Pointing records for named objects
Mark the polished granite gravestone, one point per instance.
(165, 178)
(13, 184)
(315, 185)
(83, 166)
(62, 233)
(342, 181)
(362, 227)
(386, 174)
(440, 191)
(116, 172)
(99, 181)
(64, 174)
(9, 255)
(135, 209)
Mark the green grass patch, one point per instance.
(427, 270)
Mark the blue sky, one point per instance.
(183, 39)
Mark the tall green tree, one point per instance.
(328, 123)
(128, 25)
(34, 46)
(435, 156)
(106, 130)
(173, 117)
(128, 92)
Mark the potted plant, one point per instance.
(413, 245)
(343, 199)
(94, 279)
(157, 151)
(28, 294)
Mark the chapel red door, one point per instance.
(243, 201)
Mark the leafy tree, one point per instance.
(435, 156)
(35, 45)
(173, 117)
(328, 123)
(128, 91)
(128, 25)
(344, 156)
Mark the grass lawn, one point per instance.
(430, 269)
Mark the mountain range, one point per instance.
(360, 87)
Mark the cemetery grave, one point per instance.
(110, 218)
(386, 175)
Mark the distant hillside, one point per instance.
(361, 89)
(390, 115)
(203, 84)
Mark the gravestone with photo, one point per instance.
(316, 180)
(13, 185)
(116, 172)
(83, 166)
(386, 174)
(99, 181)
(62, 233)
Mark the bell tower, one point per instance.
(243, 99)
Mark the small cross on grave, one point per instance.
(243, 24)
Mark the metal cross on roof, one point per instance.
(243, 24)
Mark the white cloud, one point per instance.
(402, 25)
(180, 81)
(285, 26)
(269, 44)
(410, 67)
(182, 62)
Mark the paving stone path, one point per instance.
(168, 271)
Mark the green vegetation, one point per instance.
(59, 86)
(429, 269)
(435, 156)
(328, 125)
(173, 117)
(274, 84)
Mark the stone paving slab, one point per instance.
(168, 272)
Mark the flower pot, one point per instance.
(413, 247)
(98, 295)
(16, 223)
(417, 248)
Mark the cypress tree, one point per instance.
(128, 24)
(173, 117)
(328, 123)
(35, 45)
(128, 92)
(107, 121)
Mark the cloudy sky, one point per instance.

| Work required |
Update the lines above so that each "gravestone" becomes "headstone", with everything else left unchanged.

| Result below |
Mark the polished granite headstone, one point per instance.
(165, 178)
(13, 184)
(315, 185)
(83, 166)
(62, 233)
(342, 181)
(362, 227)
(386, 174)
(440, 191)
(116, 172)
(99, 181)
(64, 174)
(9, 255)
(135, 209)
Mark the green grass patch, one point per instance.
(427, 270)
Mark the blue sky, one point per instance.
(183, 39)
Mark the tall green tree, one point per instance.
(328, 123)
(128, 25)
(34, 46)
(435, 156)
(106, 130)
(173, 117)
(128, 92)
Mark the potted plant, one point per instance.
(413, 245)
(343, 199)
(94, 279)
(157, 151)
(28, 294)
Mark the chapel red door, one point per instance.
(243, 201)
Mark the leafy tree, one point per instance.
(435, 156)
(35, 45)
(173, 117)
(328, 123)
(128, 91)
(128, 25)
(344, 156)
Mark the grass lawn, one point per instance.
(430, 269)
Mark the mountain range, one point per instance.
(360, 87)
Mark the cemetery grave, one point per instance.
(110, 218)
(386, 175)
Mark the distant hillside, one point per instance.
(361, 89)
(390, 115)
(203, 84)
Mark the headstone with photo, one point per instance.
(316, 180)
(13, 185)
(116, 172)
(83, 166)
(386, 174)
(99, 181)
(62, 233)
Mark the bell tower, one point per instance.
(243, 99)
Mark the small cross on grave, one point per instance.
(243, 24)
Mark the metal cross on roof, one point per instance.
(243, 24)
Mark the white cloud, one point per instance.
(402, 25)
(180, 81)
(285, 26)
(269, 44)
(410, 67)
(182, 62)
Mark the paving stone path, one point per instance.
(168, 271)
Mark the green vegetation, one point per instance.
(59, 86)
(429, 269)
(435, 156)
(328, 125)
(173, 117)
(274, 84)
Mark the stone paving slab, one point per instance.
(168, 272)
Mark the flower pot, one point per instance.
(413, 247)
(98, 295)
(16, 223)
(417, 248)
Mark the cypress tree, one point per instance.
(128, 24)
(173, 117)
(328, 123)
(35, 45)
(128, 92)
(107, 121)
Mark the cloudy sky, one point per instance.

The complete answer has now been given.